* _WHAT IS REQUIRED_
Rewrite the records below with every "photograph" changed to "image" and nothing else altered. Omit the pictures from your answer.

____

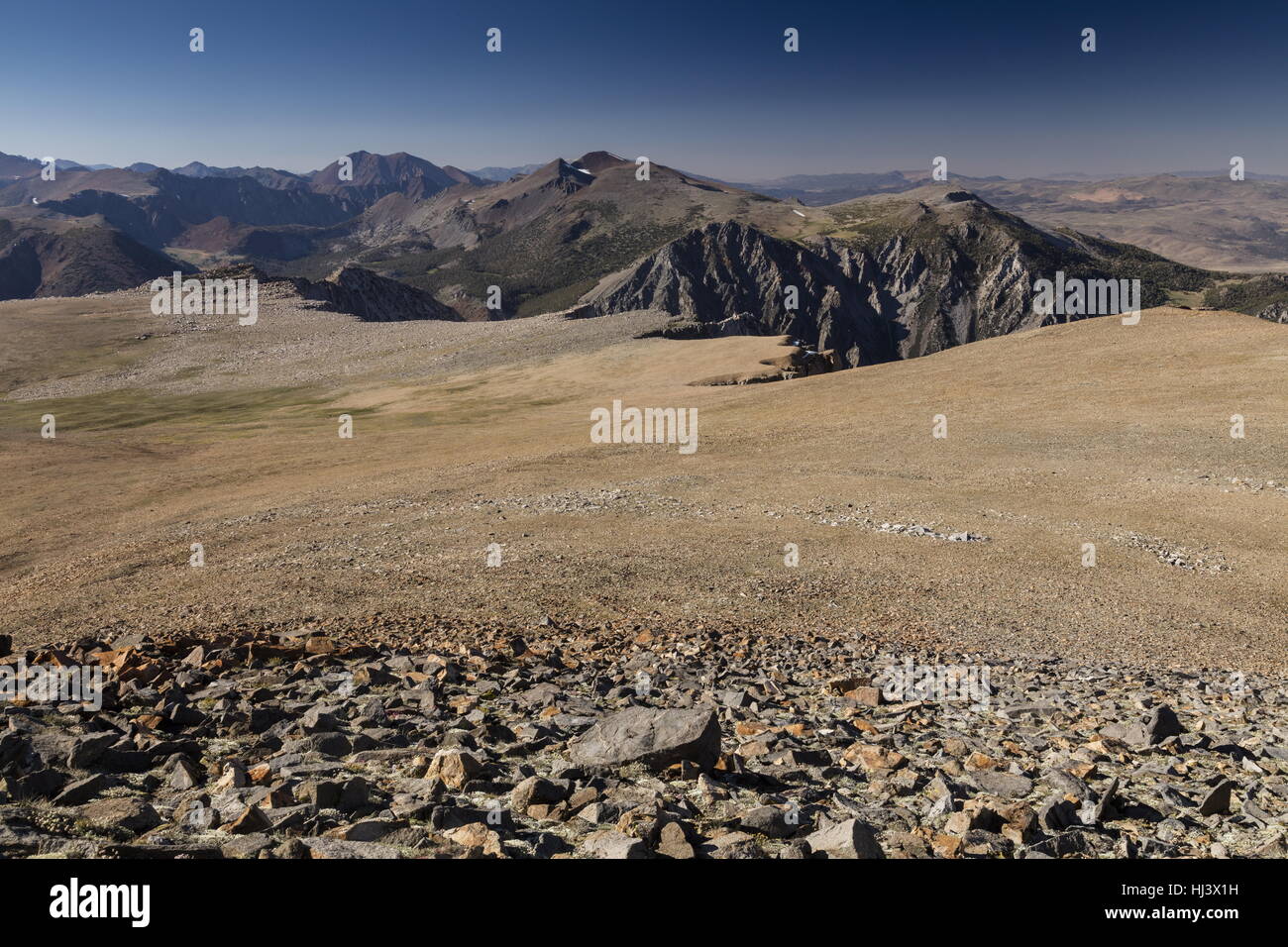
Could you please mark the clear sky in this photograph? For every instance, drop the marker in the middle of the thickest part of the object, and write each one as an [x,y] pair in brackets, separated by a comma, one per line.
[999,88]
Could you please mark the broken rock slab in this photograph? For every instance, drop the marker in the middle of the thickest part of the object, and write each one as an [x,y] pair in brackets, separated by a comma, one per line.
[652,736]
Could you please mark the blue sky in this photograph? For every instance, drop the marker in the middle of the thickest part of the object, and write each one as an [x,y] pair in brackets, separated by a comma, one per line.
[999,88]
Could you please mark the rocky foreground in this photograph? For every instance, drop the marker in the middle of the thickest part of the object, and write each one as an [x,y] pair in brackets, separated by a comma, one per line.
[631,742]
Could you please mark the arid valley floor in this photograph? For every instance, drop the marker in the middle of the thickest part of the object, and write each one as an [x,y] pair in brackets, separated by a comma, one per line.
[619,560]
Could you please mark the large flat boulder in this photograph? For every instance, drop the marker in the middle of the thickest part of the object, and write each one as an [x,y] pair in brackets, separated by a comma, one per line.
[651,736]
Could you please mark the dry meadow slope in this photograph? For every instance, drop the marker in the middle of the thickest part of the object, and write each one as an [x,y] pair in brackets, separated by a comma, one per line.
[472,434]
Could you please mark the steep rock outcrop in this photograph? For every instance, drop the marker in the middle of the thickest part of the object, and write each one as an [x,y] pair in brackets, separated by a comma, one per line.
[941,275]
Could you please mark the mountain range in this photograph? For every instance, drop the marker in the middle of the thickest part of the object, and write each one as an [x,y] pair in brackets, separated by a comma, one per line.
[889,265]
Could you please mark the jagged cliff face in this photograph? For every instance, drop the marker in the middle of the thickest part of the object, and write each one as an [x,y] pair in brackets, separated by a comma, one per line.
[734,279]
[934,278]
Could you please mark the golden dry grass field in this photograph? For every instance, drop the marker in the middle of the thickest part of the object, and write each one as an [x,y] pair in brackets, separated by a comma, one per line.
[473,434]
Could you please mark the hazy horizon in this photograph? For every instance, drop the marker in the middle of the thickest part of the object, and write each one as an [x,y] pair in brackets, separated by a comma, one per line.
[1000,89]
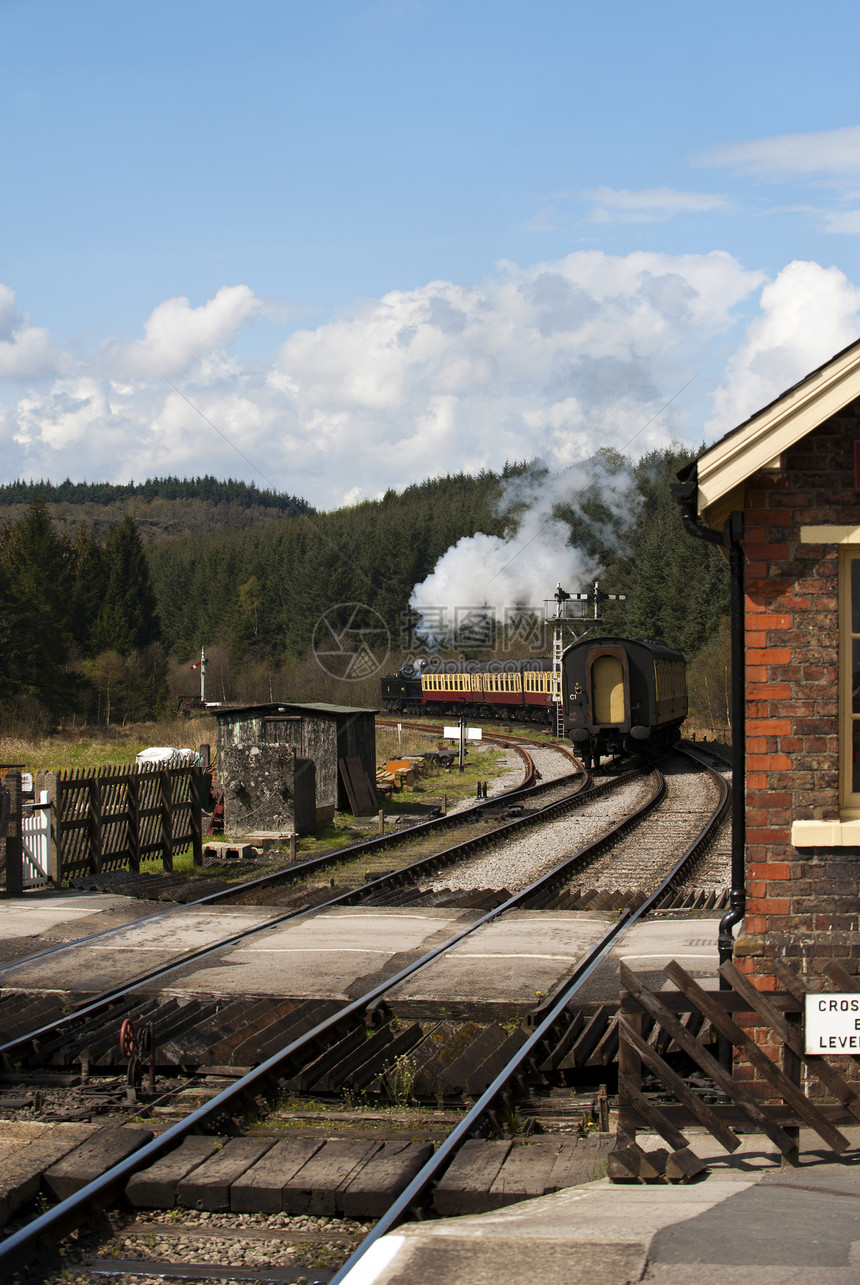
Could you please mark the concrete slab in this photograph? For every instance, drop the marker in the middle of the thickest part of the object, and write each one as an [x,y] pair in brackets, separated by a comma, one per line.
[44,919]
[512,961]
[597,1234]
[131,950]
[648,946]
[750,1222]
[336,954]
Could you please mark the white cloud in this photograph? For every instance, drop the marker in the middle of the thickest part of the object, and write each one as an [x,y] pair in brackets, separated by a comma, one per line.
[652,204]
[807,314]
[26,351]
[553,360]
[176,334]
[787,156]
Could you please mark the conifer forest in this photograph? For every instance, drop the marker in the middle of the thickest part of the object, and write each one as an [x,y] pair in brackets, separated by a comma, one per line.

____

* _ANSWER TO THE TASK_
Could you please mark the clear sky in this image? For every instance, drop the marker in the middle of the thickest part of the object, and write each one as an [x,y] pair in brackets, separated by a comma, one per line.
[999,88]
Could you please mark the broken rock slab in this image? For every instance, drop the marker in the middle of the thickest part of the object, and write each one as an [x,y] pair in brackets, separated by a comma, one per line.
[652,736]
Could you please mark the blue sky in this image? For every instance, drop the marker in the middle of the thickest part of the object, and write each one as an [x,y] pair in brackets, separated by a comma, one per line.
[999,88]
Could you please mark the rocky foreground in this image? For every instance, drop the marker in the middle of the thickest part of the object, and write each one as an [x,y] pair in brackets, separated by a comma, one per line.
[631,742]
Could you please mark the arid valley floor in this image? For every instance, drop the marker in the middle of the thickest part of the object, and write each one as an [x,y] pair in brackets, separated by a comma, one per line.
[619,560]
Could you please mark the large flat boulder in this image? For every instance, drop the marker in the middle of the thickest part of the object, and write each one as an [x,y] pair in brackets, separated by a comma, one per line.
[651,736]
Could you please mark the dry meadow slope in this image? For every instance, drop the marker in the middle of the thickest part of the object, and write each one as an [x,y] pair in brackets, separated by a comma, one per line.
[472,434]
Could you please mark the steep rock outcrop in this image? For every instance, drop the marker in the middle of the thickest part of the object, and write each one as an [x,y] pair in brackets, separated by a comma, one per line.
[941,275]
Could you please mark the mountain range in this image? For every instance, drop the marker in the middle of the thickest part of the object, and write each one as an [x,y] pair in brackets, separated by a comma, one per line.
[889,265]
Could you please mark the jagged cliff face in this image? For every instance, drop the marker in the middle of the thickest part of the object, and write each one as an [x,y] pair in brackets, separated by a comma, one per line.
[734,279]
[934,278]
Could you please mark the golden dry grass field in this image? For every instance, drop the marker in the middle of the thickest part of the object, and write each one as an [x,y] pair in brackets, separated by a comma, one per line.
[473,434]
Could you please mark the hazy horizon in this image? For every instance, drop the marker in the middle of the thickest part of the object, and write each one as an [x,y] pair in brackets, separated by a comma, one per line.
[1000,89]
Could you please mark the concrete slab in this image? For every instance, drop the marker in the middle of the thickest part of the object, and write each one as an [x,y] pair in brackets, separated by a comma, one per line.
[44,919]
[512,961]
[597,1234]
[131,950]
[648,946]
[750,1222]
[336,954]
Could you please mark the white cloud in this image? For every instance, drop the marker in the middle of the thickest part of the object, and write each one as an [x,y] pair in brackets, separated by a comma, one per line.
[652,204]
[807,314]
[26,351]
[553,360]
[176,334]
[787,156]
Could you please mark the conifer forest in this image? For every instance, drop the marker in the middle of the thickest part of the object, and write each one as an [x,y] pair in brackets, separated by a comma, one per line.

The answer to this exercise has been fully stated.